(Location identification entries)
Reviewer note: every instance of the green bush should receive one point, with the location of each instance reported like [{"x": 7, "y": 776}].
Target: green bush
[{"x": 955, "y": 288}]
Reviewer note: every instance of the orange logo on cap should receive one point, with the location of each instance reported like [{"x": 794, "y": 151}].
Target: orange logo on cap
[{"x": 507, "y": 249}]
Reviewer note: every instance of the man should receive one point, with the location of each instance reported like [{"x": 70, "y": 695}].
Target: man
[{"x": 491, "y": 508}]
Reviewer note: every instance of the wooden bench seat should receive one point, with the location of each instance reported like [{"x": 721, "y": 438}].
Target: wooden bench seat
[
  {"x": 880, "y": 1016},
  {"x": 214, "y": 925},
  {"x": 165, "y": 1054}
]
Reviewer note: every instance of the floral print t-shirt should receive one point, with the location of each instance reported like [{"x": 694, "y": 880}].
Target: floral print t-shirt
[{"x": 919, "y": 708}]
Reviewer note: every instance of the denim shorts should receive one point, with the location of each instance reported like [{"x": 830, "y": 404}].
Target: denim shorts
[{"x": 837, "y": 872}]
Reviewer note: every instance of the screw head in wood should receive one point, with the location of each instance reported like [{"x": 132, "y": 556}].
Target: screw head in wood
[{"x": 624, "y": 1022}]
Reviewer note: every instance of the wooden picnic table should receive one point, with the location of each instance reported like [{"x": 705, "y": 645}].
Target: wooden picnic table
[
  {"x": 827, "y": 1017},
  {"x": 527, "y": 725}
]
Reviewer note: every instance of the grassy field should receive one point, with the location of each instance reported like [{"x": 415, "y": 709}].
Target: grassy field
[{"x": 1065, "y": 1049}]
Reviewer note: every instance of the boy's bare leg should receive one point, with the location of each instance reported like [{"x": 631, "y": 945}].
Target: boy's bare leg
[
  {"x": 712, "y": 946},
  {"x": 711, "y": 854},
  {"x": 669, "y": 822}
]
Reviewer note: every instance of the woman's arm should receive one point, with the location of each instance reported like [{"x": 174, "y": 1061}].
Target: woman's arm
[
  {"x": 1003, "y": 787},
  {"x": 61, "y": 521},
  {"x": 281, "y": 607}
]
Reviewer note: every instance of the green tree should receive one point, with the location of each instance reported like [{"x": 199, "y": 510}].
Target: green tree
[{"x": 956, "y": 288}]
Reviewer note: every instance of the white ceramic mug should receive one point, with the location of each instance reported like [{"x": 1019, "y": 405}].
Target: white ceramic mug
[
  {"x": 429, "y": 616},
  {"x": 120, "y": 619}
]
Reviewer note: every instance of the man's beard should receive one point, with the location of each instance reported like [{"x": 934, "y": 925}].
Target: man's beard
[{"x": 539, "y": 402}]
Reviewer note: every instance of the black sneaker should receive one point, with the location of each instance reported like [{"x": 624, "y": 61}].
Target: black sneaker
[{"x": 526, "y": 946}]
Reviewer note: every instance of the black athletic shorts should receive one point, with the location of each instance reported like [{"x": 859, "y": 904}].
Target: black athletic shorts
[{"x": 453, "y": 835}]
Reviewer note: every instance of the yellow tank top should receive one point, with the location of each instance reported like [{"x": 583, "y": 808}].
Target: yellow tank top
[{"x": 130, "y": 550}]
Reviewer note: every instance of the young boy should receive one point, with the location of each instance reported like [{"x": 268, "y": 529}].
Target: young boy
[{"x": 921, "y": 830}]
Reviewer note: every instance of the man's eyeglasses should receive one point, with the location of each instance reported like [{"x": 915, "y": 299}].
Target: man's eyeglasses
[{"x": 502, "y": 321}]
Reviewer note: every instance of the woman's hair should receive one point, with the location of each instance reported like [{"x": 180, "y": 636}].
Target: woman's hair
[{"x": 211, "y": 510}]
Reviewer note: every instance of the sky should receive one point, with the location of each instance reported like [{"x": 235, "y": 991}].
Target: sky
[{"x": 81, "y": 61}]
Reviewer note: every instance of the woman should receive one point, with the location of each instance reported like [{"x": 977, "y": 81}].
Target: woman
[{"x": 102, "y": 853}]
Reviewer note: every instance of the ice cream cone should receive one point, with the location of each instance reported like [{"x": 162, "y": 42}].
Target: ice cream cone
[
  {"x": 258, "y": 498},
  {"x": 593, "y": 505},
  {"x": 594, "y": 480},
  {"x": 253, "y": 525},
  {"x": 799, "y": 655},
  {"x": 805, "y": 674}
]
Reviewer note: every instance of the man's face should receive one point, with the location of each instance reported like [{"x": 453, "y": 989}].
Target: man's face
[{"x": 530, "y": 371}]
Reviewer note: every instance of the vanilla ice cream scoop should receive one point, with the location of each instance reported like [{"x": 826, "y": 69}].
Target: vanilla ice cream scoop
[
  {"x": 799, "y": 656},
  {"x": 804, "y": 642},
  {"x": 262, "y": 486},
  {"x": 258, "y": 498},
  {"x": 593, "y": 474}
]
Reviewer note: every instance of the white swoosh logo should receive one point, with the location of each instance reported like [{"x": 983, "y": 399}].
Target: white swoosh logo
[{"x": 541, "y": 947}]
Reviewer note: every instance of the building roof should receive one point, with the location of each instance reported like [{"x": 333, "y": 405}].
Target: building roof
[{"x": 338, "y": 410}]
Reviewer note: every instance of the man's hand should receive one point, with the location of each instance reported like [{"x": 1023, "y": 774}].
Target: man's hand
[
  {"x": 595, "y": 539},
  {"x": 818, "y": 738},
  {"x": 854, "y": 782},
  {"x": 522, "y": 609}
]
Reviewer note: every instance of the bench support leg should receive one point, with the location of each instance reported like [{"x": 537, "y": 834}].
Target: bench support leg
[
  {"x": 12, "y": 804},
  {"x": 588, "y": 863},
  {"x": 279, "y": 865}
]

▶ [PROBLEM TO SOLVE]: Quote each line above in full, word for word.

▶ [REPLY TO THE TASK]:
Reviewer note: every instance of the green bush should receive one point, with the location of each instance reported like [{"x": 7, "y": 776}].
Target: green bush
[{"x": 955, "y": 288}]
Reviewer note: every instance of the orange logo on cap should receive one point, with the location of each instance reported like [{"x": 794, "y": 151}].
Target: orange logo on cap
[{"x": 507, "y": 249}]
Reviewer note: every instance of the man should receive one point, with the location of each instance reported like [{"x": 70, "y": 695}].
Target: man
[{"x": 491, "y": 508}]
Reviewer note: every instance of the wooden bench seat should receive one point, with the location of each instance reported like [{"x": 721, "y": 438}].
Target: wooden bench seat
[
  {"x": 880, "y": 1016},
  {"x": 214, "y": 925},
  {"x": 165, "y": 1054}
]
Reviewer note: every instance of the floral print t-shirt should receive one point, with the location of each instance reported like [{"x": 694, "y": 880}].
Target: floral print t-shirt
[{"x": 919, "y": 708}]
Reviewer note: every instance of the denim shorts should receive one point, with the location of each instance reported like [{"x": 830, "y": 404}].
Target: denim shorts
[{"x": 837, "y": 872}]
Reviewer note: every instance of the screw head in wood should receive one point, with the location of each instance reported like [{"x": 132, "y": 556}].
Target: screw head in wood
[{"x": 624, "y": 1022}]
Reviewer note: every instance of the wooden picnic table should receive one point, with the location of each instance reported like [{"x": 705, "y": 645}].
Target: wooden picnic table
[
  {"x": 827, "y": 1017},
  {"x": 527, "y": 725}
]
Reviewer note: every instance of the grassy field should receive one point, with the location of each instance reported like [{"x": 415, "y": 709}].
Target: grassy field
[{"x": 1065, "y": 1049}]
Reviewer note: every instance of the boy's bare leg should receive one point, with the location of each instance reported like [{"x": 631, "y": 945}].
Target: boy's bare leg
[
  {"x": 712, "y": 946},
  {"x": 711, "y": 854},
  {"x": 669, "y": 822}
]
Reviewer note: every instance of the woman's arm should receive one point, with the location of each instance reported like [{"x": 174, "y": 1061}].
Target: woman's arm
[
  {"x": 1003, "y": 787},
  {"x": 61, "y": 521},
  {"x": 281, "y": 607}
]
Reviewer note: every instance of the green tree should receive one point, with the location of each instance reported like [{"x": 199, "y": 510}].
Target: green tree
[{"x": 956, "y": 288}]
Reviewer note: every instance of the white ceramic mug should receive one point, with the location of each instance reported like [{"x": 1019, "y": 405}].
Target: white ceramic mug
[
  {"x": 429, "y": 616},
  {"x": 120, "y": 619}
]
Reviewer note: every instance of the man's beard should receive one point, with the location of each instance reported like [{"x": 934, "y": 925}].
Target: man's beard
[{"x": 539, "y": 402}]
Reviewer note: every instance of the black sneaker should receive one point, with the location of each instance reported like [{"x": 624, "y": 61}].
Target: black sneaker
[{"x": 526, "y": 946}]
Reviewer note: every instance of the black athletic shorts should receive one point, with the location of each instance reported like [{"x": 859, "y": 904}].
Target: black athletic shorts
[{"x": 453, "y": 835}]
Reviewer note: every instance of the yellow tank top should receive one point, with the location of each instance reported like [{"x": 583, "y": 808}].
Target: yellow tank top
[{"x": 130, "y": 550}]
Reviewer note: every instance of the young boy should receive one point, with the location of each instance reported like [{"x": 268, "y": 529}].
Target: young boy
[{"x": 921, "y": 830}]
Reviewer note: every instance of the man's eyeglasses should receive one point, with the location of each instance reported like [{"x": 915, "y": 299}].
Target: man's eyeglasses
[{"x": 502, "y": 321}]
Reviewer note: every instance of the woman's hair should receive one point, with the location of each instance reported like [{"x": 180, "y": 636}].
Target: woman's hair
[{"x": 211, "y": 510}]
Reviewer note: every instance of the sky should receive one point, with the location of each instance reported like [{"x": 235, "y": 991}].
Target: sky
[{"x": 81, "y": 61}]
Reviewer note: every instance of the woman should receive one point, with the location of each instance reported like [{"x": 977, "y": 81}].
Target: woman
[{"x": 102, "y": 853}]
Reviewer note: every instance of the ice cream cone should receive one point, with the location of each instance reported like [{"x": 162, "y": 42}].
Target: ice cream cone
[
  {"x": 258, "y": 498},
  {"x": 593, "y": 505},
  {"x": 594, "y": 480},
  {"x": 253, "y": 525},
  {"x": 799, "y": 655},
  {"x": 805, "y": 674}
]
Reviewer note: every instance of the man's face should receive one point, with the location of each instance reported like [{"x": 453, "y": 989}].
Target: man's face
[{"x": 530, "y": 371}]
Reviewer note: every instance of the vanilla ice cream scoop should receive one point, with the location of each instance reported like [{"x": 826, "y": 69}].
Target: vanilla ice cream scoop
[
  {"x": 799, "y": 656},
  {"x": 804, "y": 642},
  {"x": 262, "y": 486},
  {"x": 258, "y": 498},
  {"x": 593, "y": 474}
]
Reviewer note: every instance of the white swoosh logo should receive one point, with the location of each instance reported like [{"x": 983, "y": 399}].
Target: white swoosh logo
[{"x": 541, "y": 947}]
Reviewer note: every instance of the building roof should receive one point, with the location of each instance reported like [{"x": 333, "y": 405}].
Target: building roof
[{"x": 338, "y": 410}]
Reviewer note: every instance of the man's hand should receive one point, with the location of each instance reported like [{"x": 1023, "y": 774}].
Target: man's hand
[
  {"x": 595, "y": 539},
  {"x": 818, "y": 738},
  {"x": 854, "y": 782},
  {"x": 522, "y": 609}
]
Reviewer note: every instance of the bench support leg should receive one point, with the location of each instance reported like [{"x": 537, "y": 834}].
Target: bench support leg
[
  {"x": 12, "y": 804},
  {"x": 588, "y": 863},
  {"x": 279, "y": 865}
]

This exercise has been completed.